→ GOAL
Reproduce, unchanged, the lines of data from the line with "--target baby's nose" up to and including the line with "104], [61, 105]]".

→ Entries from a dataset
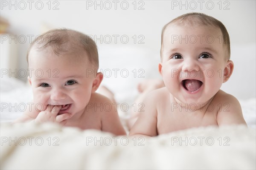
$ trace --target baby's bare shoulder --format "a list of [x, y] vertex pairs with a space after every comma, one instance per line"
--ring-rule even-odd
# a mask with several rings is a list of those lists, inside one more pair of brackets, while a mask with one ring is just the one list
[[239, 101], [234, 96], [220, 90], [216, 94], [212, 102], [214, 105], [218, 105], [217, 122], [219, 126], [246, 125]]
[[229, 105], [239, 104], [240, 105], [238, 100], [236, 97], [221, 90], [215, 95], [212, 103], [213, 104], [218, 104], [221, 103]]

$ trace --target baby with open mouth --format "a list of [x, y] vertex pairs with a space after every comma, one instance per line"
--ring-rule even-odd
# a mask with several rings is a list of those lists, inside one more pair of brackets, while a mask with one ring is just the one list
[[230, 54], [227, 31], [212, 17], [189, 13], [166, 25], [158, 67], [163, 82], [139, 85], [141, 96], [135, 102], [144, 107], [132, 113], [129, 135], [246, 124], [237, 99], [220, 89], [233, 71]]
[[[83, 130], [126, 134], [112, 102], [95, 93], [103, 75], [97, 72], [98, 55], [94, 41], [66, 29], [51, 30], [39, 38], [31, 44], [27, 55], [32, 71], [28, 79], [34, 105], [27, 107], [15, 122], [52, 122]], [[111, 108], [108, 110], [99, 107], [106, 104]]]

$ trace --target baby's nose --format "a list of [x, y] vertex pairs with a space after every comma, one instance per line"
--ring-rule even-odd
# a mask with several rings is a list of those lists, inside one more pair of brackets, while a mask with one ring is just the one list
[[51, 94], [51, 99], [52, 100], [60, 100], [66, 99], [67, 95], [61, 89], [56, 89], [53, 91]]
[[196, 71], [200, 69], [197, 61], [193, 60], [188, 60], [184, 61], [182, 66], [182, 71]]

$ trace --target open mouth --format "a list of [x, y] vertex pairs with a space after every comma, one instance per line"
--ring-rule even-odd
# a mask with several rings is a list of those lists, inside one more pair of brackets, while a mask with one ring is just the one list
[[182, 85], [187, 91], [193, 92], [196, 91], [202, 86], [203, 82], [196, 79], [185, 79], [182, 81]]
[[61, 109], [60, 110], [60, 111], [58, 114], [60, 115], [67, 113], [70, 108], [72, 105], [71, 104], [61, 105]]

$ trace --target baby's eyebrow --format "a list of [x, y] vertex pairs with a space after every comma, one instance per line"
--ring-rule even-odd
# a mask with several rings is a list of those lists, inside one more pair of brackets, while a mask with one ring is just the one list
[[217, 51], [215, 50], [214, 49], [212, 48], [209, 47], [204, 47], [202, 48], [203, 50], [205, 51], [209, 51], [211, 52], [213, 52], [214, 53], [217, 53]]
[[63, 77], [64, 79], [67, 79], [68, 78], [82, 78], [83, 76], [80, 75], [74, 75], [71, 76], [67, 76], [66, 77]]

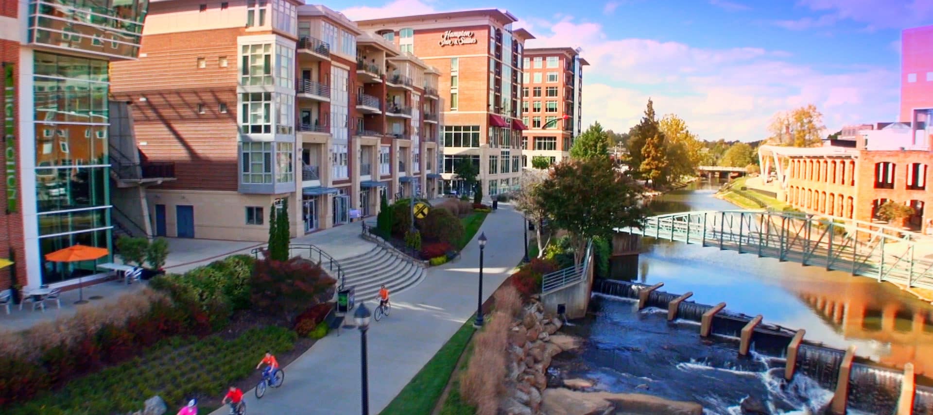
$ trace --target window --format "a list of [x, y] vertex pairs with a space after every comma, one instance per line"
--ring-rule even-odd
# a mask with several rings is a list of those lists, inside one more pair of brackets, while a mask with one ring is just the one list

→ SOLUTION BELOW
$ trace --target baby's nose --format "a list of [x, y] vertex pairs with a space after every comma, one instance per line"
--ring-rule even-odd
# a mask with several rings is a list of those lists, inside one more pair of brackets, while a mask with one ring is just the one list
[[51, 94], [51, 99], [52, 100], [60, 100], [66, 99], [67, 95], [61, 89], [56, 89], [53, 91]]
[[196, 71], [200, 69], [197, 61], [193, 60], [188, 60], [184, 61], [182, 66], [182, 71]]

$ trace --target open mouth --format "a list of [x, y] vertex pairs with a space after every comma, one instance per line"
--ring-rule even-odd
# a mask with several rings is a list of those lists, inside one more pair of brackets, while a mask with one ring is just the one list
[[182, 85], [187, 91], [193, 92], [196, 91], [202, 86], [203, 82], [196, 79], [185, 79], [182, 81]]
[[61, 109], [60, 110], [60, 111], [58, 114], [60, 115], [67, 113], [70, 108], [72, 105], [71, 104], [61, 105]]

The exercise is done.